WRITTEN TASK — Please rewrite the lines between the one holding "Look at this image and locate every instance of rocky" and the one holding "xmin=459 ymin=299 xmax=532 ymax=434", inclusive, as a JSON list of strings, one string per line, with any blank lines left out.

RECORDS SHOWN —
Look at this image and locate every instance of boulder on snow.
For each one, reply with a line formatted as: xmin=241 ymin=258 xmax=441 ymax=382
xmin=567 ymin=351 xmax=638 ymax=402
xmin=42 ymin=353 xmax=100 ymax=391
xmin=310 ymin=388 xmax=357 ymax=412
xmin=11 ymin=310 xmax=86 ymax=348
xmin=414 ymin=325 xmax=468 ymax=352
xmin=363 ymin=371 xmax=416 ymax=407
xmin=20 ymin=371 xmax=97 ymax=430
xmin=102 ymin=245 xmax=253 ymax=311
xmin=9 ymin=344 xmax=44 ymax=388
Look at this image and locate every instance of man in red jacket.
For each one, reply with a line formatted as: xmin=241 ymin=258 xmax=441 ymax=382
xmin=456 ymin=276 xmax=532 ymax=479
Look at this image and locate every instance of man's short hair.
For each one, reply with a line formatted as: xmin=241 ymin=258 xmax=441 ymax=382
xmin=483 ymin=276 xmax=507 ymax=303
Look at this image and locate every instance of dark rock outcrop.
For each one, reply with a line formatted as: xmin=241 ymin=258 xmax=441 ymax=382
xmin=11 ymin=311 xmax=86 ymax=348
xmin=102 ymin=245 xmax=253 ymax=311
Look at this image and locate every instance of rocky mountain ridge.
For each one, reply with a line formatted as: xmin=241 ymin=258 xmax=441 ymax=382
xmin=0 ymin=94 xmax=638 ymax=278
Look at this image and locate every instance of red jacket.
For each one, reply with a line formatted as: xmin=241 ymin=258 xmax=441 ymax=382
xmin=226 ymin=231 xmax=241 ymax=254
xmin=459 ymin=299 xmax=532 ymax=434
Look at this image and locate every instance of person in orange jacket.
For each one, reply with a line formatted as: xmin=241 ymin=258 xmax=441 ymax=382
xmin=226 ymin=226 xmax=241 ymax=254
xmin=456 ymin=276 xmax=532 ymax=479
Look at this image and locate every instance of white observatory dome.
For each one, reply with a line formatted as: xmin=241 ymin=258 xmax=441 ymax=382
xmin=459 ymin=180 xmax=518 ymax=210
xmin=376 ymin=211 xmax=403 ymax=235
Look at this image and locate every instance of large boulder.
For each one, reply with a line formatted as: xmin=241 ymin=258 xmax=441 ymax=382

EXPECTED OUTPUT —
[
  "Look at this image and locate every instance of rocky mountain ridge.",
  "For each one, reply with a line formatted as: xmin=241 ymin=258 xmax=441 ymax=382",
  "xmin=0 ymin=94 xmax=638 ymax=278",
  "Look at this image and locate every instance of red jacket.",
  "For each one, reply with a line formatted as: xmin=241 ymin=258 xmax=441 ymax=382",
  "xmin=226 ymin=231 xmax=241 ymax=254",
  "xmin=459 ymin=299 xmax=532 ymax=434"
]